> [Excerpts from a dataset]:

────────────────────────────────────────

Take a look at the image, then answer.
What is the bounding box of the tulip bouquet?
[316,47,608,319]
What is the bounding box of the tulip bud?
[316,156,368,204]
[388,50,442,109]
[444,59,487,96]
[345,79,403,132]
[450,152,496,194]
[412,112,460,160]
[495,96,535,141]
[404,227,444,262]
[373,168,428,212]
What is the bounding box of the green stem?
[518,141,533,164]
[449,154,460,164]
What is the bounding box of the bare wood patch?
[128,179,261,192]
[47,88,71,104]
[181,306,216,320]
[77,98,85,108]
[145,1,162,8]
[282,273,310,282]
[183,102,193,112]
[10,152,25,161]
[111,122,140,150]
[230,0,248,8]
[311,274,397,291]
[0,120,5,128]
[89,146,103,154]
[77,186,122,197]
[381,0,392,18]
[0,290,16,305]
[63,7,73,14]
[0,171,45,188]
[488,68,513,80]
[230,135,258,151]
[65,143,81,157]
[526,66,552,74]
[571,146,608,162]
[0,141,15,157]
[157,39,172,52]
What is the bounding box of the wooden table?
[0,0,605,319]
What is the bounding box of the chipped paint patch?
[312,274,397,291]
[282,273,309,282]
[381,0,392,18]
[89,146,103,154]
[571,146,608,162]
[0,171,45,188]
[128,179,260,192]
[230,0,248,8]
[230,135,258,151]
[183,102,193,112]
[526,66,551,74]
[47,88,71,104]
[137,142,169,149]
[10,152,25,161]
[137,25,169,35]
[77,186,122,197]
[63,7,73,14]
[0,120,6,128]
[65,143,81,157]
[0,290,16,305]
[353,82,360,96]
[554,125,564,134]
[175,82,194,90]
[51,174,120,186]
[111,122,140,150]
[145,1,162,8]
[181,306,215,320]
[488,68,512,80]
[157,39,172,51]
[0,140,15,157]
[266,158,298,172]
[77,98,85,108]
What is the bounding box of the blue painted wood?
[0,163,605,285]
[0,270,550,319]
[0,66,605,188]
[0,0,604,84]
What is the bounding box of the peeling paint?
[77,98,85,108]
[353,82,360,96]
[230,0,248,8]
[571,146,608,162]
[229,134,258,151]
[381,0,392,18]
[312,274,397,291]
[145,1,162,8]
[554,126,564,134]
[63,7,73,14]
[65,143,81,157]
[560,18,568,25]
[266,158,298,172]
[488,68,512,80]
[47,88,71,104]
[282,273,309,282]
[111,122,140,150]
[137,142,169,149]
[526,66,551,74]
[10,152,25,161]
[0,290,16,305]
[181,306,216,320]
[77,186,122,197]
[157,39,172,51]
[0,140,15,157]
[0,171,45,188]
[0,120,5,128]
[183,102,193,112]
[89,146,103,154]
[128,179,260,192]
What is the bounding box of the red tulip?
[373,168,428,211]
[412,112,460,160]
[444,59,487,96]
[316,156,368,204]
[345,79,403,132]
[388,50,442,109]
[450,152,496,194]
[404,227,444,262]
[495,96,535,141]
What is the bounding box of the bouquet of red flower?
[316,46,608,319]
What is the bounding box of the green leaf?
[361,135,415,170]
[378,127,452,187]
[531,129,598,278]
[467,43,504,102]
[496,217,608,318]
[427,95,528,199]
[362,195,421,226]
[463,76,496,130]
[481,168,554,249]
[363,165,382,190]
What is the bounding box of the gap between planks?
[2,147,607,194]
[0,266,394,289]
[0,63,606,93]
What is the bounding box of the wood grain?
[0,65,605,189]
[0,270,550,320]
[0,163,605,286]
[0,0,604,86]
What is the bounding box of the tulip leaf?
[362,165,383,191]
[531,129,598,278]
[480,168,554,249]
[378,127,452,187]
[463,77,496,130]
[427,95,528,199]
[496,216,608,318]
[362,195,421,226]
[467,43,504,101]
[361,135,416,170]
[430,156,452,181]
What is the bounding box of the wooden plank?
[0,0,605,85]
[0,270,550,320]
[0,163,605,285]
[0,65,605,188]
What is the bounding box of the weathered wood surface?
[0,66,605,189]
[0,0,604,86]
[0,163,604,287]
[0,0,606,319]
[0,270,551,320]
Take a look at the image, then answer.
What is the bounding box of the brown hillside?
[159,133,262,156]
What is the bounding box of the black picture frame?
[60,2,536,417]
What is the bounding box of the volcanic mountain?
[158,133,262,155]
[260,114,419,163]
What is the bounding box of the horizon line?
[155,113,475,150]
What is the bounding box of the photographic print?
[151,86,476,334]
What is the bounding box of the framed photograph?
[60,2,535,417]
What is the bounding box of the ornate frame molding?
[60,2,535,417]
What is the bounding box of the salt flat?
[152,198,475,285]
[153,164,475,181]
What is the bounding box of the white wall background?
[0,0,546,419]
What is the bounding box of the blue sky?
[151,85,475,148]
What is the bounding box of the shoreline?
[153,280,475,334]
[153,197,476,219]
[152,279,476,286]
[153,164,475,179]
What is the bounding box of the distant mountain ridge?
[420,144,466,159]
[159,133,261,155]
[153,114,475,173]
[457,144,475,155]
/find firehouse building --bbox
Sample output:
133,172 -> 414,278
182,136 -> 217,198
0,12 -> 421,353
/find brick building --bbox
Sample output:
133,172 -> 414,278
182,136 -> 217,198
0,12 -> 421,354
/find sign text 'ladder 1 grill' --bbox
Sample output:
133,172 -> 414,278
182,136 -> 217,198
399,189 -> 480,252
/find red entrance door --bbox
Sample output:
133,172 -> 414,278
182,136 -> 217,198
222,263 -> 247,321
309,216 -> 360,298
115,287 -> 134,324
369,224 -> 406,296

────────────────────────────────────────

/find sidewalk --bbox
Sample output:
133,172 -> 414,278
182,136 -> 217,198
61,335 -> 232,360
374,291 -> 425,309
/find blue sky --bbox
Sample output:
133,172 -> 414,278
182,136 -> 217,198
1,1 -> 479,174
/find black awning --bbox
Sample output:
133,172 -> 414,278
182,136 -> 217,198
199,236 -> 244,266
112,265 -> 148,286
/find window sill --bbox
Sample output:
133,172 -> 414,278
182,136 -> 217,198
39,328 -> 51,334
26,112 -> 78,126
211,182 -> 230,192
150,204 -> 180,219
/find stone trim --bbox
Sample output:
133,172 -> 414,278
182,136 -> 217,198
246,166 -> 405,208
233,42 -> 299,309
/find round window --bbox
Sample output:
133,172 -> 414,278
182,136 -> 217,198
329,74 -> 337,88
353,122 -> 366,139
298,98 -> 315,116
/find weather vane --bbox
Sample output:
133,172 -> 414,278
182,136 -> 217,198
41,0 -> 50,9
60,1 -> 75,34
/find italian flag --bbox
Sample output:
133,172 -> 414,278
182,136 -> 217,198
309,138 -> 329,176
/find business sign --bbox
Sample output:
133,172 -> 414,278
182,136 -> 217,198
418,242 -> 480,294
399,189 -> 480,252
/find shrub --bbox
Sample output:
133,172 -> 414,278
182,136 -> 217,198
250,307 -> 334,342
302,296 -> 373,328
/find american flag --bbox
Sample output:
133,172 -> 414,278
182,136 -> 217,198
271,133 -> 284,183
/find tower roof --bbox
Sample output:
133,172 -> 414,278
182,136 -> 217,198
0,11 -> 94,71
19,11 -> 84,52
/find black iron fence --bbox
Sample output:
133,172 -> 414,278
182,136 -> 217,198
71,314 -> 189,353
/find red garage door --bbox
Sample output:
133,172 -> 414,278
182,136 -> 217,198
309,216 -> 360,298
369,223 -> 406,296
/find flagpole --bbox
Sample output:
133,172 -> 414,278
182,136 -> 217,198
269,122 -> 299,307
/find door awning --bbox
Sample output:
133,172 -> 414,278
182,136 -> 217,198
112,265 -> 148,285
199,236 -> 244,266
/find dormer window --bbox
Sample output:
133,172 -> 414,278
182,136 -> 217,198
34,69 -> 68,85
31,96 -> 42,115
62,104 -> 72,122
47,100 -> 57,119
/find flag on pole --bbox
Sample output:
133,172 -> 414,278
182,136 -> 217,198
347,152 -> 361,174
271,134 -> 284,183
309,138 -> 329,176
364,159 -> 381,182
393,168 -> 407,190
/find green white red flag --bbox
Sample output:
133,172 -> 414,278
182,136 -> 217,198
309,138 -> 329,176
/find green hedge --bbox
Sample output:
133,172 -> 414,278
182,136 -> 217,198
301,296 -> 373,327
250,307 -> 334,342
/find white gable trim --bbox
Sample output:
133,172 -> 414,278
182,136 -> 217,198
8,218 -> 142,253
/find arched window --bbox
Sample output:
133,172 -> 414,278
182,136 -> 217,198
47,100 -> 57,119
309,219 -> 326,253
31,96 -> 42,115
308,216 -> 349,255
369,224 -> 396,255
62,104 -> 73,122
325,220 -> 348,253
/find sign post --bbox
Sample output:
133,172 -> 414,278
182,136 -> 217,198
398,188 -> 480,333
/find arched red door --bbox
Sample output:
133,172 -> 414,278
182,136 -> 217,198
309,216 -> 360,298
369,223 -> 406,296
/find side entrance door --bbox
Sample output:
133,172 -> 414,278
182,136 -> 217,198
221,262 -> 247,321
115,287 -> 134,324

────────────────────────────────────────

> [Exercise requirements]: Copy out each line of the entries above that holds "window".

> [Exercise result]:
/find window sill --bbox
/find round window --bbox
/find dormer window --bbox
/find arched window --bbox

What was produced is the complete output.